EXTRACT PROVIDED:
....................

Step 3: Shortlist Leading Business Intelligence Software Solutions
With selection criteria defined, the next step is to research the market to create a shortlist of potential business intelligence software options.
Use the following approaches to build your list:
- Consult analyst reports such as Gartner’s Magic Quadrant for Analytics and Business Intelligence Platforms for top-rated solutions
- Read credible product reviews in industry publications and online forums to understand pros and cons
- Directly inspect product functionalities, interface designs and visualizations through live demos
- Talk to your industry peers and professional network connections about their experiences and lessons learned
- Include a mix of established BI suite vendors as well as niche, emerging solutions
- Maintain a balance of traditional on-premise and modern cloud BI solutions
- Keep the initial list to around 5-8 leading recommended options that warrant deeper evaluation
The goal is to create a focused shortlist of business intelligence software solutions aligned to your needs for further evaluation in the next steps.
Step 4: Perform In-Depth Evaluation of Business Intelligence Software
With a candidate shortlist identified, the next step involves detailed evaluation of each option against your defined selection criteria.
For example, assess how well platforms meet needs across:
Aspect | Considerations |
---|---|
Integration | Examine pre-built connectors and ease of connectivity to cloud applications and on-premise data sources. Review custom ETL, data preparation, and modeling capabilities. |
Analytics | Analyze breadth and flexibility of visualization formats. Evaluate smart capabilities like predictive forecasting, simulations, recommendations, and natural language narration of insights. Review extent of self-service analytics for business teams. |
Collaboration | Assess how securely analytics assets like reports, dashboards, and apps can be distributed through user management, sharing, and access control features. |
Customization | Check availability of APIs, SDKs, embedded analytics, and other developer resources to customize, extend, and integrate BI into other applications. |
Mobility | Validate accessibility on desktops, smartphones, and tablets with responsive design adaptations. Check for native mobile app availability. |
Governance | Review administration capabilities for access control, usage monitoring, and data security. Examine scheduling, workflow automation, and DevOps abilities. |
Cloud Deployment | Confirm availability of a multi-tenant SaaS delivery model in addition to on-premise versions. Review service uptime history, support resources, and change management processes. |
Pricing | Analyze TCO across multi-year ownership spanning license, maintenance, administration, services, training, and technical support. Request current pricing summary across all aspects. |
Take advantage of free trials, online demos, and proof of concepts to validate claims versus your criteria. Document pros and cons of each option for easy comparison later. Resist vendor marketing that does not map directly to your needs.

....................

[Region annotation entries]
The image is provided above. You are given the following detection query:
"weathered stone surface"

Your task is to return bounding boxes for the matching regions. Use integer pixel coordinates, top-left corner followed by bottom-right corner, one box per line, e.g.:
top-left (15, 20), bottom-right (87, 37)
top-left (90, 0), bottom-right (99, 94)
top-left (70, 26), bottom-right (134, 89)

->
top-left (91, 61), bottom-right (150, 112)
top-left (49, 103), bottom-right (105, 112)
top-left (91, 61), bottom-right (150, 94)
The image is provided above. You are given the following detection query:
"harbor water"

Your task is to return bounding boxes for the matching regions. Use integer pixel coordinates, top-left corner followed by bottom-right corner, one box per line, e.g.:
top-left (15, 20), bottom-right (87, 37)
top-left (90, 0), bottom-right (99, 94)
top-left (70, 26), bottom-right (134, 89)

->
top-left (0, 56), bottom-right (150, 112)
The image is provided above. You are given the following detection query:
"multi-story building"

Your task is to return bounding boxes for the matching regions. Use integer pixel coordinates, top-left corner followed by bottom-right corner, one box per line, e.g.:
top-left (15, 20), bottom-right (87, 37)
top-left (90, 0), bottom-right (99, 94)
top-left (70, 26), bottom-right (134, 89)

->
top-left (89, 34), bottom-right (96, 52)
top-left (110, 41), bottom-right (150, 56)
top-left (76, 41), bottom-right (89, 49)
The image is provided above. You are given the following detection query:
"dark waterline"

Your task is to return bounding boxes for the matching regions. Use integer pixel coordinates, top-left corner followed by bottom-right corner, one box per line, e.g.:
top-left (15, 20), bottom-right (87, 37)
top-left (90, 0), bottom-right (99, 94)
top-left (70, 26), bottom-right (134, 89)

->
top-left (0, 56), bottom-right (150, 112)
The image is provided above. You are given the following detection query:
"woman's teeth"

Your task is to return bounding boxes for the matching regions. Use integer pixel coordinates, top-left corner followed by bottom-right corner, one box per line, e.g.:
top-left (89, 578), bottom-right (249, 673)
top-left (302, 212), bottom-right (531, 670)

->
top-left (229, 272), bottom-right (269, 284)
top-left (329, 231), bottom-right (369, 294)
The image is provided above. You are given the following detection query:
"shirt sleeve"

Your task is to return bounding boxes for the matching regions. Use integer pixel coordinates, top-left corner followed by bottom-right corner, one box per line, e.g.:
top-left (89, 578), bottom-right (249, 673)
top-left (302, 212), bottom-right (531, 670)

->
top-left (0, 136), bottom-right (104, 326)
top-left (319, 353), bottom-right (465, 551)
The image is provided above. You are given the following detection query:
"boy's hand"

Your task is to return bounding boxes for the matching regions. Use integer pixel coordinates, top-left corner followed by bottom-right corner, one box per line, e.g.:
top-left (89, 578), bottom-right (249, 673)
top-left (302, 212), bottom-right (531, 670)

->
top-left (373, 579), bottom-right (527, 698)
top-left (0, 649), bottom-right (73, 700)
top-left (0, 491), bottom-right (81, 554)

....................

REQUIRED TASKS:
1. In the business intelligence software selection text, how many options should the initial shortlist contain?
2. Please carry on the business intelligence software selection text from its last sentence.

WRITTEN ANSWERS:
1. Around 5 to 8 leading recommended options.

2.
Step 5: Compare Business Intelligence Software Head-to-Head
With detailed evaluations complete, the next step is to compare options head-to-head mapped directly against your selection criteria.
For instance, assess platform capabilities as Best, Average or Poor for criteria:
Criteria | Vendor 1 | Vendor 2 | Vendor 3 |
---|---|---|---|
Data connectivity and access | Best | Average | Average |
Interactive visualization capabilities | Average | Best | Average |
Augmented analytics and ML | Poor | Best | Average |
Customization and extensibility | Average | Average | Best |
Self-service analytics enablement | Best | Average | Poor |
Complex data preparation | Poor | Best | Average |
Embedded BI and APIs | Average | Average | Best |
Cloud deployment options | Poor | Best | Average |
Admin and user management | Average | Poor | Best |
Implementation and support services | Poor | Average | Best |
Pricing model suitability | Average | Poor | Best |
This illuminates software strengths and weaknesses. Focus evaluations on criteria you prioritized earlier as most critical for your needs.
Step 6: Select the Best Matching Business Intelligence Software
With detailed evaluations complete, the next step is to select the business intelligence software option that aligns closest to your needs.
Tips for this final selection:
- Focus primarily on platforms rated Best for your must-have and top priority criteria. These are dealbreakers.
- Do not overvalue Nice-to-have criteria with Average or Poor ratings. Keep priorities central.
- Avoid overbuying capabilities you may not fully leverage. Seek just-enough-functionality for your current and near-term needs.
- Consider starting smaller with a niche solution focused on your specific use case over a complex software suite. Expand capabilities over time.
- Don’t underestimate implementation complexity, timelines and costs. This affects ROI realization. Seek vendor support.
Confirm choice by presenting findings and recommendations to executive sponsors and key stakeholders. Seek early alignment.
Proceed confidently by choosing the BI vendor clearly excelling in areas most critical for your success. Avoid decisions based solely on short-term factors like cost.
Step 7: Validate Business Intelligence Software with Proof of Concepts
Prior to final signoff, conduct short 2-4 week proof of concepts (POCs) with one or two top candidates to further validate fit. Focus POCs on 2-3 high-priority use cases to assess ability to deliver concrete value justifying the investment. Keep POCs targeted using dedicated resources from both business and IT sides, with vendor support.
Successful POCs prove the selected BI platform:
- Provides the essential analysis, visualization and reporting features your users need, aligned to defined criteria
- Integrates smoothly with existing data infrastructure and sources with good performance
- Generates actionable insights that drive better business decisions
- Enables users to quickly become productive with the right enablement
- Delivers strong capabilities and ease of use relative to TCO
With proof points validated, make your business intelligence software investment decisively by choosing the vendor demonstrating relevance to your needs and capability to fulfill their promised value.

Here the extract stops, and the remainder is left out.